▸ Bounding-box records:
####
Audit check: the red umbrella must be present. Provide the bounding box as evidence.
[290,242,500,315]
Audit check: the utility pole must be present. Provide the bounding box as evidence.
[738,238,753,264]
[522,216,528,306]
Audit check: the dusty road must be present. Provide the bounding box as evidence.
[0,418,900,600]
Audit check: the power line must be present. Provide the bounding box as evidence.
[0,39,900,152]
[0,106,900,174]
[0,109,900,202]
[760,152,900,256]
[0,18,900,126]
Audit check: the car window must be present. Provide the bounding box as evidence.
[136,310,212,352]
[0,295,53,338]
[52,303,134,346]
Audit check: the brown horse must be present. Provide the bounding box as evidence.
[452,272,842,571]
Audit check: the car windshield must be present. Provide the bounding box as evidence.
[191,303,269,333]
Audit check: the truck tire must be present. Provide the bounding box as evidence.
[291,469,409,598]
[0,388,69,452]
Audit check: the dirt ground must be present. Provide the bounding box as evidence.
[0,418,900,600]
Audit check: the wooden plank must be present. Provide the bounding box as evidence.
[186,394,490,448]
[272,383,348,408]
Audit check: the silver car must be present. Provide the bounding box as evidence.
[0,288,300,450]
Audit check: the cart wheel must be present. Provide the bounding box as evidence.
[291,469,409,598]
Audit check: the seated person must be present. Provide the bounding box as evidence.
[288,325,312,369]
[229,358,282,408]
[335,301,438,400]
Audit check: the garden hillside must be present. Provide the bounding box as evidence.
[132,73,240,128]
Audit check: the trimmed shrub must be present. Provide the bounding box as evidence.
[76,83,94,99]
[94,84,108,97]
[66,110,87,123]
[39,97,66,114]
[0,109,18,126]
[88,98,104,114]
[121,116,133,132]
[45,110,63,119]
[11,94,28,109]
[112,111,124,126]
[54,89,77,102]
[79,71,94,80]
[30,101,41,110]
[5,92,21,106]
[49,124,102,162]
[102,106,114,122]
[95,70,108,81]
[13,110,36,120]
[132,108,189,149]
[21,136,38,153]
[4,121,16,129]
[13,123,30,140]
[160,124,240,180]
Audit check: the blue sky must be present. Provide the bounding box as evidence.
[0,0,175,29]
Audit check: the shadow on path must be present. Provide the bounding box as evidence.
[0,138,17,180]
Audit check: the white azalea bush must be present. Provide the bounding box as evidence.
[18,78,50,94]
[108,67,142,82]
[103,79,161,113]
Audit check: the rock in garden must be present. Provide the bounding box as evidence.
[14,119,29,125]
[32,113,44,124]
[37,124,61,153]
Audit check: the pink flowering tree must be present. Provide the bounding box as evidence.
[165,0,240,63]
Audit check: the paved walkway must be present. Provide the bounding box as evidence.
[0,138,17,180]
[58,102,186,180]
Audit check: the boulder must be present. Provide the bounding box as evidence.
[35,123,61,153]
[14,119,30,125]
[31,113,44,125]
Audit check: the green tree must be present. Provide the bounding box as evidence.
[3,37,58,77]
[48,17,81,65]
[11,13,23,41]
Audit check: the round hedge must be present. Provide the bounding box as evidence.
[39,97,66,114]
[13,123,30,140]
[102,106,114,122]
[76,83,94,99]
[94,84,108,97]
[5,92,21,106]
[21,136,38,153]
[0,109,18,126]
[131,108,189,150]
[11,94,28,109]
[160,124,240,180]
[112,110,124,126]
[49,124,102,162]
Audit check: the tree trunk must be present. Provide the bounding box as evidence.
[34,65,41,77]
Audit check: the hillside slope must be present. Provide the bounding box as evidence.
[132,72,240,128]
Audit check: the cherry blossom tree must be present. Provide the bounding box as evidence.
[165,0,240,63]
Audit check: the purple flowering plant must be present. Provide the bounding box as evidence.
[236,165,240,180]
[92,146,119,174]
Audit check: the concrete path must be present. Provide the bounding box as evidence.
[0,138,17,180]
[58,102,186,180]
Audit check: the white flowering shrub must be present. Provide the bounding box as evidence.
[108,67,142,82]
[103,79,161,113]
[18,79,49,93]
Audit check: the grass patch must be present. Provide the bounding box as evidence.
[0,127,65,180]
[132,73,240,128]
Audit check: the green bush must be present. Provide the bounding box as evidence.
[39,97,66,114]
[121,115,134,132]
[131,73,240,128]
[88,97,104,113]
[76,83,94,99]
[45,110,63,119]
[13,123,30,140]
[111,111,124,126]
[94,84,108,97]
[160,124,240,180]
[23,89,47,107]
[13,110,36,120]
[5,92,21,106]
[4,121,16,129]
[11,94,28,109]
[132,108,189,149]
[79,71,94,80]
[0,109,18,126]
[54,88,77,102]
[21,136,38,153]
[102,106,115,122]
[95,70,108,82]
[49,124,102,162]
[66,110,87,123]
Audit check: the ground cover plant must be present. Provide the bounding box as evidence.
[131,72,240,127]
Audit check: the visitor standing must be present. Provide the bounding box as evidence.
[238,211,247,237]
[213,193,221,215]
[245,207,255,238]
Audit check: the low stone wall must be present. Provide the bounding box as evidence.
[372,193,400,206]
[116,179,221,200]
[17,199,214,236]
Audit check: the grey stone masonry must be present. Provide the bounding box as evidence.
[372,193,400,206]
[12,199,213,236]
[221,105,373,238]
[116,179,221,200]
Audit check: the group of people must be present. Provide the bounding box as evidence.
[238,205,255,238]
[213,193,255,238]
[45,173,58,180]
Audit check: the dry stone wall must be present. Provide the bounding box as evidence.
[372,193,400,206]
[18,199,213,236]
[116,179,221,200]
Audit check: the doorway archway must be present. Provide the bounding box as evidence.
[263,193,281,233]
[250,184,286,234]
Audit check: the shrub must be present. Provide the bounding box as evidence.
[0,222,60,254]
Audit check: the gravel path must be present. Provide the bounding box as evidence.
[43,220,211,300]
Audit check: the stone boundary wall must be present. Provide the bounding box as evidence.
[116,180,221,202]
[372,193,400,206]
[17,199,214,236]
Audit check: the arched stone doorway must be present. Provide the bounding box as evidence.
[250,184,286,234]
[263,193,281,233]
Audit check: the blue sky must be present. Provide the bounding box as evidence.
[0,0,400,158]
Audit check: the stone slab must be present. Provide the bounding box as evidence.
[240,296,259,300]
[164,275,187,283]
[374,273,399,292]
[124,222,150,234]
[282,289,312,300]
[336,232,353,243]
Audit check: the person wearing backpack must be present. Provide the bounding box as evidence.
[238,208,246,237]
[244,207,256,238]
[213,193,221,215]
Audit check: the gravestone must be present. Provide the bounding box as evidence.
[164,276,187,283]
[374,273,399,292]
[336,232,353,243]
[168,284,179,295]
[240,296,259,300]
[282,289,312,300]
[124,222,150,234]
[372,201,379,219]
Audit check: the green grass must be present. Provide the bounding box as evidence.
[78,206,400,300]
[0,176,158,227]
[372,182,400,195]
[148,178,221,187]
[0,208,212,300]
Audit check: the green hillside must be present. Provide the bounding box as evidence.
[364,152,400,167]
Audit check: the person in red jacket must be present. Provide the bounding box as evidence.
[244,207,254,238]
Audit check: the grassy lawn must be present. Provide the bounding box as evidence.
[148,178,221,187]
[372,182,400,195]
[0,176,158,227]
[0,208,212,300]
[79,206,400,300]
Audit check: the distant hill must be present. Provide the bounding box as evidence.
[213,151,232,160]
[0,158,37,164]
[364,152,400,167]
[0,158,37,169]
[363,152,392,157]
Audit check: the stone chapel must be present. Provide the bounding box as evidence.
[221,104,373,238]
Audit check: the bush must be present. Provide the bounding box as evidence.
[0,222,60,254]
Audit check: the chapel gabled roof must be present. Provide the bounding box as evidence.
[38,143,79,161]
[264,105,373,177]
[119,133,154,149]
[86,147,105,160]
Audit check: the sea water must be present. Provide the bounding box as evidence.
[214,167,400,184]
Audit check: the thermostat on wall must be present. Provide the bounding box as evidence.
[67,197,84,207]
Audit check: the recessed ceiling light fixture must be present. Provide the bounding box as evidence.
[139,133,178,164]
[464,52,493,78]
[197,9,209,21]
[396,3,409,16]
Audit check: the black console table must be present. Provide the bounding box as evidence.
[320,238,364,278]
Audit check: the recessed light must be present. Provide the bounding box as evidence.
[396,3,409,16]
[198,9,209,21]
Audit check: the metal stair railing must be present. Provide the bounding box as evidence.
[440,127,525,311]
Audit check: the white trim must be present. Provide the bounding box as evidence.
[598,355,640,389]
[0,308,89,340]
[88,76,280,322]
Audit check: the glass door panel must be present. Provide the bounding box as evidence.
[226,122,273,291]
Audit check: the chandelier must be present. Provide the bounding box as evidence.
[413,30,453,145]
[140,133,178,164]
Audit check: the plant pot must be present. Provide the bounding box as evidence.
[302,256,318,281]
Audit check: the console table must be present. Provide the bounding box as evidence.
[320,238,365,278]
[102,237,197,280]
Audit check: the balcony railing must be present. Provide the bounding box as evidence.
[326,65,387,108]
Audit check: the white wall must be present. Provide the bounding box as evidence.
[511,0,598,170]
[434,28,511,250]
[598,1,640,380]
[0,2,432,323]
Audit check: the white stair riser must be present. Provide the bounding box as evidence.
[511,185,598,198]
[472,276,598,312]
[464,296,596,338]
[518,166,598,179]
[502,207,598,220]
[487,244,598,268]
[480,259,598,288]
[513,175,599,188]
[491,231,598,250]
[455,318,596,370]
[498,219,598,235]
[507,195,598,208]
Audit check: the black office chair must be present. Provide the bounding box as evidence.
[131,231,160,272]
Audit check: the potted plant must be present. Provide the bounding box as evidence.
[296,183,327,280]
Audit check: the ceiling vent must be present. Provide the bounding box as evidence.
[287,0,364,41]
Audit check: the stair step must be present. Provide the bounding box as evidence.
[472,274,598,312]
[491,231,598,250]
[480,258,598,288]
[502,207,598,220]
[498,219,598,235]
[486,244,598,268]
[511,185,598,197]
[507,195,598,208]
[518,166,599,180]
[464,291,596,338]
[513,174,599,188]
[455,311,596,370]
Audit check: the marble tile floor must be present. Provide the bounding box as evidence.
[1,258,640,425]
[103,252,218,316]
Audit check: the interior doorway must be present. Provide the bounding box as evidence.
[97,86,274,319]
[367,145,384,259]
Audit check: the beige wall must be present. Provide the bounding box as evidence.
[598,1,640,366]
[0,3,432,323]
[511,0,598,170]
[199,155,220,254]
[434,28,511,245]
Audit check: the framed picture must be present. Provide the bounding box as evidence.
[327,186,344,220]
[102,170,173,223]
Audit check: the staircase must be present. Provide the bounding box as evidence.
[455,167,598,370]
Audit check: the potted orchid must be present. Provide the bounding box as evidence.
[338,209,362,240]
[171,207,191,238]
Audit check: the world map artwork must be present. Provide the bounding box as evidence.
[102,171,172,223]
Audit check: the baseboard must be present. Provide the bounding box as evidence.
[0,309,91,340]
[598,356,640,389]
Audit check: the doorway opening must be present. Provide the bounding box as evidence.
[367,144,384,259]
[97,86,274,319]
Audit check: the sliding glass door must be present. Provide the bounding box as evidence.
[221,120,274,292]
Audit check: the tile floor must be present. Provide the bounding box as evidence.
####
Output the lines from the one containing "Audit check: the gravestone" through the one containing "[363,152,392,157]", both included, without any change.

Audit check: the gravestone must be present. Provide the bounding box as evidence.
[164,276,187,283]
[374,273,399,292]
[336,232,353,243]
[168,284,179,295]
[240,296,259,300]
[282,289,312,300]
[124,222,150,234]
[372,201,379,219]
Audit check: the green grass must be present. Provide the bounding box as evidence.
[78,206,400,300]
[0,176,158,227]
[372,182,400,195]
[148,178,221,187]
[0,208,212,300]
Audit check: the green hillside must be present. Provide the bounding box as evidence.
[364,152,400,167]
Audit check: the person in red jacket must be present. Provide the bounding box as evidence.
[244,207,254,238]
Audit check: the grassy lawn must be present. Provide the bounding box as evidence.
[148,178,221,187]
[372,182,400,195]
[0,176,158,227]
[0,208,212,300]
[79,206,400,300]
Audit check: the distant hill must be present. Provide the bounding box as evidence.
[213,151,232,160]
[0,158,37,164]
[364,152,400,167]
[0,158,37,169]
[363,152,392,157]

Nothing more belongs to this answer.